§ Direction: Please revise the part of the records that opens with the line containing "Identify where the white line marking" and runs through the end of the records, changing "outline" to "enclose" and leaving everything else as it stands. Give back only that part.

START Provided data

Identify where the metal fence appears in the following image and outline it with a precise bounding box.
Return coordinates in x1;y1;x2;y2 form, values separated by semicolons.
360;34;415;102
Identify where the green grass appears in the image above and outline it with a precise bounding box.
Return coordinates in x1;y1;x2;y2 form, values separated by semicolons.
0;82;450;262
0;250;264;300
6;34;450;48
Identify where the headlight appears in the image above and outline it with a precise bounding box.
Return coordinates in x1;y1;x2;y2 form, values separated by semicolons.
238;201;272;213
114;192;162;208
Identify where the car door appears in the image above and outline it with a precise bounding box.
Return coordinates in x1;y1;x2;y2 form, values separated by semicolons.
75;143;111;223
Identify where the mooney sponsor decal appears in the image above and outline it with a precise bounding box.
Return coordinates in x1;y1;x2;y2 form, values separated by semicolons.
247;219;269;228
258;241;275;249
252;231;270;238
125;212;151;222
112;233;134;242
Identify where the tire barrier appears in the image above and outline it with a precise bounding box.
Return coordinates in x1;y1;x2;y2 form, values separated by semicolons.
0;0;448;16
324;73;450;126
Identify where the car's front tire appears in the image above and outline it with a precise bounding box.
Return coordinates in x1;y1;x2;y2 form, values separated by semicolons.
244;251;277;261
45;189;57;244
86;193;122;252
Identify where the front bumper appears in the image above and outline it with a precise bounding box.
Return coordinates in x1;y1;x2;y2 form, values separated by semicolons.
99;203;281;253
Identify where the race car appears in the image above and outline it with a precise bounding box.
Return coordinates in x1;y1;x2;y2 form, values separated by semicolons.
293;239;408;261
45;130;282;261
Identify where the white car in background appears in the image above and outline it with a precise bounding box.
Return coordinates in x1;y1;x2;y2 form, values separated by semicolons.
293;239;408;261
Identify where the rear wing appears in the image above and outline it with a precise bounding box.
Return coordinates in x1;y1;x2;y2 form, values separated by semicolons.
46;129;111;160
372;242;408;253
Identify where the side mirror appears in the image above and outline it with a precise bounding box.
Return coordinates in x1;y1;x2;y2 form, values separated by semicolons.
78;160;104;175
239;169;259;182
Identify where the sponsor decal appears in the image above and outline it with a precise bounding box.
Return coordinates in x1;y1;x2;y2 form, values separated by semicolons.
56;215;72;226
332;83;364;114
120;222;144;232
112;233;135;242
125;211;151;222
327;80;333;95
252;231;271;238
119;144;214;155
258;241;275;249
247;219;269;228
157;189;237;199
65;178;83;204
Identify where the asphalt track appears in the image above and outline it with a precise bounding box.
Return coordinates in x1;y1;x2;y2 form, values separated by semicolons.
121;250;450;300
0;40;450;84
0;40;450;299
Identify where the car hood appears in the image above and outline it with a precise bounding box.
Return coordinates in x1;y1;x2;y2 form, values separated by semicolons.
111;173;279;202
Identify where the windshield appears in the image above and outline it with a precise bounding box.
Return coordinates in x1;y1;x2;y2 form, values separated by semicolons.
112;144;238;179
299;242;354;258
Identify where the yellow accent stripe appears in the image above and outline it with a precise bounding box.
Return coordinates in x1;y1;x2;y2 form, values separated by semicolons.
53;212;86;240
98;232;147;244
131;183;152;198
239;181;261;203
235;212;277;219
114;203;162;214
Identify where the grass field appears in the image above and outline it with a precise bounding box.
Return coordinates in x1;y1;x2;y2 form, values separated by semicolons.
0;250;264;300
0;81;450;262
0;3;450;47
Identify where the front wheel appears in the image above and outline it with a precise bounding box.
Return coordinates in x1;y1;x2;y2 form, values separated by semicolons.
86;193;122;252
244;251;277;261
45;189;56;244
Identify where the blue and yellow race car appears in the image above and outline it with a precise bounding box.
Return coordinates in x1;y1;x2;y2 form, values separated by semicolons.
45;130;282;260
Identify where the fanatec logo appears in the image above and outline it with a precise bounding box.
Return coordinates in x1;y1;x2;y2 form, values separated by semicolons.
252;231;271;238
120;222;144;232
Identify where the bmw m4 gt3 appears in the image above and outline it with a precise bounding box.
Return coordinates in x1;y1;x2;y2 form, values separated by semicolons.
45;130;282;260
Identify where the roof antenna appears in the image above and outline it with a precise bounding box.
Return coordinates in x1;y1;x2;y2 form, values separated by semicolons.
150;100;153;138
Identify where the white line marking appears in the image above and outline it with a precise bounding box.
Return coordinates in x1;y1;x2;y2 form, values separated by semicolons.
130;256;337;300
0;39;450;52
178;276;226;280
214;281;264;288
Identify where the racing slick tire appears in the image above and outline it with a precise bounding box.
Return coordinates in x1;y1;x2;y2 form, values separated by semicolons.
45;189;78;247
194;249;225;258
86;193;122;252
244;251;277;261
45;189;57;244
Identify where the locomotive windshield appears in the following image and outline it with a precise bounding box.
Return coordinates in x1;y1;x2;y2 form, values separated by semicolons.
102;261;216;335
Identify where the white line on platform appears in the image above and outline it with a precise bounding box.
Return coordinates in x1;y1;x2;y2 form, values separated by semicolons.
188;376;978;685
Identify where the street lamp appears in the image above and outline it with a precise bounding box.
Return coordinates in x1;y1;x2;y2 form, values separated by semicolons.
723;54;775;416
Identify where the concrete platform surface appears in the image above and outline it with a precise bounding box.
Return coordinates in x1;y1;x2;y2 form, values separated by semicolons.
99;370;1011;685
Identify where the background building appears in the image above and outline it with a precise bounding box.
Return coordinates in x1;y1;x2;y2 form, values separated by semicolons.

END Provided data

§ Answer below:
Identify where the white line marking appears in the image above and enclose it with a precise bounding box.
Return coordinates in x1;y1;x2;y2 form, values separated by semicolons.
130;256;337;300
0;39;450;52
178;276;226;280
214;281;264;288
Identify where the racing slick tire appears in the image above and enclose it with a precise bounding box.
Return coordinates in x1;y1;x2;y2 form, values separated by semicolons.
45;189;78;247
194;249;225;258
86;193;122;252
244;251;277;261
45;189;57;244
Identify where the locomotive windshield appears in the following image and enclose it with a precise bounding box.
Return coordinates in x1;y1;x2;y2 form, values separated by semicolons.
102;261;216;335
Identify where the white line on platform appears in the image above and enclose it with a precise bounding box.
Return coordinates in x1;y1;x2;y2 form, values separated by semicolons.
188;376;978;685
Identify where the street lamp appears in the image above and enclose it with a precise bounding box.
Return coordinates in x1;y1;x2;y2 form, values separated by semicolons.
723;54;775;416
Identify where the concrete platform surface appears in the image above and enclose it with a precise bounding box.
Return coordinates in x1;y1;x2;y2 form, values separated by semicolons.
99;370;1011;685
Identify where the background building appears in the image above and enclose it with a precise bounding box.
Return coordinates in x1;y1;x2;y2 form, values separated by semicolons.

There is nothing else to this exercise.